**Given problem**
Take the rows between the lines holding "like x=603 y=737." and "x=695 y=825", inclusive, and write them out again with "bird's foot" replaced by "bird's claw" and everything else left unchanged.

'''

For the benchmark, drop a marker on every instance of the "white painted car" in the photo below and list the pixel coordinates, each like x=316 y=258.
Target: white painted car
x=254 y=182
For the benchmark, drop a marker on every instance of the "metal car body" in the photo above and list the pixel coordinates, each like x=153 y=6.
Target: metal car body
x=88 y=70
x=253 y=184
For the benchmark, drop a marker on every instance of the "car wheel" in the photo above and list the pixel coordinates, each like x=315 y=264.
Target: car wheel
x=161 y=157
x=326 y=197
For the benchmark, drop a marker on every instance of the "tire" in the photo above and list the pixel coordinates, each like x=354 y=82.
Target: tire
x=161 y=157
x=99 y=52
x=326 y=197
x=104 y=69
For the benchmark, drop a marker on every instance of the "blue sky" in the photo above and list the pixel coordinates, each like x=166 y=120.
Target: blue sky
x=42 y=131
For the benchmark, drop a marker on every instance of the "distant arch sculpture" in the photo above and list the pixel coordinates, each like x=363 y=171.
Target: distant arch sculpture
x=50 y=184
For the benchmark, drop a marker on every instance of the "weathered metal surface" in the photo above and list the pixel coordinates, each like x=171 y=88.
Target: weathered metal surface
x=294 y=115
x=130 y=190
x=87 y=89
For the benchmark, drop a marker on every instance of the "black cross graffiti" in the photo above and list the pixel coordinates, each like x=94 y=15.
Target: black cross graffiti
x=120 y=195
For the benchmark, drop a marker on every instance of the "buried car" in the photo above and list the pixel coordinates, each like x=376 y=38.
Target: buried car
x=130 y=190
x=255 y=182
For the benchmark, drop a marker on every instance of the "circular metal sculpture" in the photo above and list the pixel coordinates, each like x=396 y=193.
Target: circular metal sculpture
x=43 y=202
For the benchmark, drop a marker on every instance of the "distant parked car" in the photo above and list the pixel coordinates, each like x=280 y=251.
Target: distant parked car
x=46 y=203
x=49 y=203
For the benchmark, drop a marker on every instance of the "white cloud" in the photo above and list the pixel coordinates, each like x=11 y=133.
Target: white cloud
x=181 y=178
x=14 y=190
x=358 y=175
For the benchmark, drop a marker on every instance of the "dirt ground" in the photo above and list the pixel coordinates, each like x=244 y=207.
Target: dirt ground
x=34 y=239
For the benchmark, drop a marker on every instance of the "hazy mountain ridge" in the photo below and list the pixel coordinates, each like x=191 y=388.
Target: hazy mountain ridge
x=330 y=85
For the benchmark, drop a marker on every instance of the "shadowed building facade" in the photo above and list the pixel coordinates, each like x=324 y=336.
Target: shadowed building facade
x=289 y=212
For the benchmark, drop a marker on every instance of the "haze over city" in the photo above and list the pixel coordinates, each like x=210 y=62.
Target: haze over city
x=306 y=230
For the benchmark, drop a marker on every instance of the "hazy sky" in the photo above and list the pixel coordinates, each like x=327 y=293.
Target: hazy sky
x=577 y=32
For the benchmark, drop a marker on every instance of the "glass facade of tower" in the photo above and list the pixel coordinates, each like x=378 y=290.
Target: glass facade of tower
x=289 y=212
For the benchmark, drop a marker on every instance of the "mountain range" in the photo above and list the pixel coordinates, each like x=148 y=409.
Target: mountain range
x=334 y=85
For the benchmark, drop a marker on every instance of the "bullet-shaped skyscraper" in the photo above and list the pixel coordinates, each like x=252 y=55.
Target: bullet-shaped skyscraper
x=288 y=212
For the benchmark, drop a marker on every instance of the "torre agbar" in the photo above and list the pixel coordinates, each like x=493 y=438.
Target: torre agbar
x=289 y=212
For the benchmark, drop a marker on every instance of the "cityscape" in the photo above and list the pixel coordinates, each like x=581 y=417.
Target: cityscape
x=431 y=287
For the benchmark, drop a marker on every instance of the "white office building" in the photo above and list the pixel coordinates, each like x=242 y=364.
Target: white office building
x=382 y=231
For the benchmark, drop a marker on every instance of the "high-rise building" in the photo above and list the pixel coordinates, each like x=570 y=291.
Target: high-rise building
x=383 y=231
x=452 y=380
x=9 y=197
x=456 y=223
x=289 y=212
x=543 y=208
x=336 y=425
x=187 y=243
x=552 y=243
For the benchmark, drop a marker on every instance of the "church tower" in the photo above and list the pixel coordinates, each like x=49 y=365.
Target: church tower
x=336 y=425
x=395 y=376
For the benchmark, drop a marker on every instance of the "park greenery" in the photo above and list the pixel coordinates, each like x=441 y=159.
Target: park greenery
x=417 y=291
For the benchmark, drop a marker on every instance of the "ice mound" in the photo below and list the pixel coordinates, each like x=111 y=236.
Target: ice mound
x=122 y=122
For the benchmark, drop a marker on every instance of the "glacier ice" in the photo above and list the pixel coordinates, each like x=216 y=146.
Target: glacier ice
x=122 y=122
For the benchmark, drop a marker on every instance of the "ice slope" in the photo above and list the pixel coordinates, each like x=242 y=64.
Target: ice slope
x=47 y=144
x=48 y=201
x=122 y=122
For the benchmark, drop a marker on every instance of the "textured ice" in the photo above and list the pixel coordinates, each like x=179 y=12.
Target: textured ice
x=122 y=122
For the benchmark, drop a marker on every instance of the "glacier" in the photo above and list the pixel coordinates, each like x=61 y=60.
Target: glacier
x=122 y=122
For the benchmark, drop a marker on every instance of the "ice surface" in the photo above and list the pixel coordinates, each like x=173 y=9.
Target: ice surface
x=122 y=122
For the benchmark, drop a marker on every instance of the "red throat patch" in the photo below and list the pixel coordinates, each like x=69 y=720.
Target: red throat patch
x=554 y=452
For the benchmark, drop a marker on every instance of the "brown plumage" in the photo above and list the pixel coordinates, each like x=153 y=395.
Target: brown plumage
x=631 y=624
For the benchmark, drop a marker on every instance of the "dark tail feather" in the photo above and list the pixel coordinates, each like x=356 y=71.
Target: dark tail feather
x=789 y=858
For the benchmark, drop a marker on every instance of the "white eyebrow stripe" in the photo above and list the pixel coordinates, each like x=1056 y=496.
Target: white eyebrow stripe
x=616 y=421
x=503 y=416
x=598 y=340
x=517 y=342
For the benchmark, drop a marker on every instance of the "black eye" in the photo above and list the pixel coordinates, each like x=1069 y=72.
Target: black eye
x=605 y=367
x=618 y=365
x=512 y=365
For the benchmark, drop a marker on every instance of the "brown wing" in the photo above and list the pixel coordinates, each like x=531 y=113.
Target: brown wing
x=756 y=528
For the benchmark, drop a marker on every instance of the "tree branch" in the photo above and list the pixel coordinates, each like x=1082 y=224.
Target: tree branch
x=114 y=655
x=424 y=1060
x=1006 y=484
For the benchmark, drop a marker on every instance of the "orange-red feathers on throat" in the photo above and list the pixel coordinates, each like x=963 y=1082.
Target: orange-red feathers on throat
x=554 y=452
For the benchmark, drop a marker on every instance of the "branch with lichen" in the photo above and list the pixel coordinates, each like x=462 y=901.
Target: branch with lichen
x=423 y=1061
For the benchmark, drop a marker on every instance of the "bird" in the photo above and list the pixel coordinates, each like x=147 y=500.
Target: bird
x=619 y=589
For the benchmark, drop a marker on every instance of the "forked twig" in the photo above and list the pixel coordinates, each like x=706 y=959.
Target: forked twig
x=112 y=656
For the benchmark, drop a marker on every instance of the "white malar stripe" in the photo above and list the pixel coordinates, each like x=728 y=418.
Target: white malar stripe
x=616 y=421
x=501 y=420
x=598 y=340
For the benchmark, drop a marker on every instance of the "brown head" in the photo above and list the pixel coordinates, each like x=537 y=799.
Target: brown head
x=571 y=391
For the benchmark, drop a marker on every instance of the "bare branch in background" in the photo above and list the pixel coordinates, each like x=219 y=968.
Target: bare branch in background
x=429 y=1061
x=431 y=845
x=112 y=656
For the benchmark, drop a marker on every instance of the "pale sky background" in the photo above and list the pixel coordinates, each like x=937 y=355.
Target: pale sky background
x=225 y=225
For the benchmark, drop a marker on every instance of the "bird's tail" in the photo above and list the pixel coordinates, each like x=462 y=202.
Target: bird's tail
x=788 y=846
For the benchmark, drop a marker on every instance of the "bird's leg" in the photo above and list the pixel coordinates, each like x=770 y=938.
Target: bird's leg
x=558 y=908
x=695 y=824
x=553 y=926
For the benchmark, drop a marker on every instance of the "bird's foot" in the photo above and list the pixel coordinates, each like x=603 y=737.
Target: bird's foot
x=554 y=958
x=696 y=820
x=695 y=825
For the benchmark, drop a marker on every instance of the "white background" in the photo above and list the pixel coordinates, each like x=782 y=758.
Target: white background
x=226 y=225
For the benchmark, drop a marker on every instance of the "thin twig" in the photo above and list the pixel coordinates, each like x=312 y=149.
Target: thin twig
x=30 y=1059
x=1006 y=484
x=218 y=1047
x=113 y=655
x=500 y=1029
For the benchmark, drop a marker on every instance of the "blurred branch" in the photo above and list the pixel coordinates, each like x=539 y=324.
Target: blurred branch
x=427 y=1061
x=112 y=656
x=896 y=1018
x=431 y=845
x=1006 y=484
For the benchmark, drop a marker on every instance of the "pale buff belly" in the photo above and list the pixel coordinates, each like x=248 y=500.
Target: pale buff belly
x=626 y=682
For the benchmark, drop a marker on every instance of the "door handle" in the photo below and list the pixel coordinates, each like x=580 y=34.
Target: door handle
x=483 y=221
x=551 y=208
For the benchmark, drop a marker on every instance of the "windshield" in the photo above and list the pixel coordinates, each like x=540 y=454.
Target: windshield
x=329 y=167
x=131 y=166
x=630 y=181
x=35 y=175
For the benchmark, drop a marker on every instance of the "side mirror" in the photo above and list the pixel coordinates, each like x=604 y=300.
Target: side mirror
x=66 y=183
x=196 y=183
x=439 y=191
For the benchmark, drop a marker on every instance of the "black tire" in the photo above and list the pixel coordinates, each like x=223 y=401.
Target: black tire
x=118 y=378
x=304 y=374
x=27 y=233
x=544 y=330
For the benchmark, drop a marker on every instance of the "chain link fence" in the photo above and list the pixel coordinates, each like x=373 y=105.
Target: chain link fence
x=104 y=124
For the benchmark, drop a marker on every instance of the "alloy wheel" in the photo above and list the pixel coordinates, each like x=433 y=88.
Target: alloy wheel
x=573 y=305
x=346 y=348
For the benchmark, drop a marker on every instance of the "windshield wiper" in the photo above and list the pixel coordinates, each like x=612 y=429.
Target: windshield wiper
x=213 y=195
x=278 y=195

'''

**Expected output**
For the benchmark, drop a marker on every instance of the "bird's claw" in the photo above and list the pixel coordinates, each like x=603 y=737.
Target: bird's claw
x=554 y=958
x=696 y=820
x=695 y=825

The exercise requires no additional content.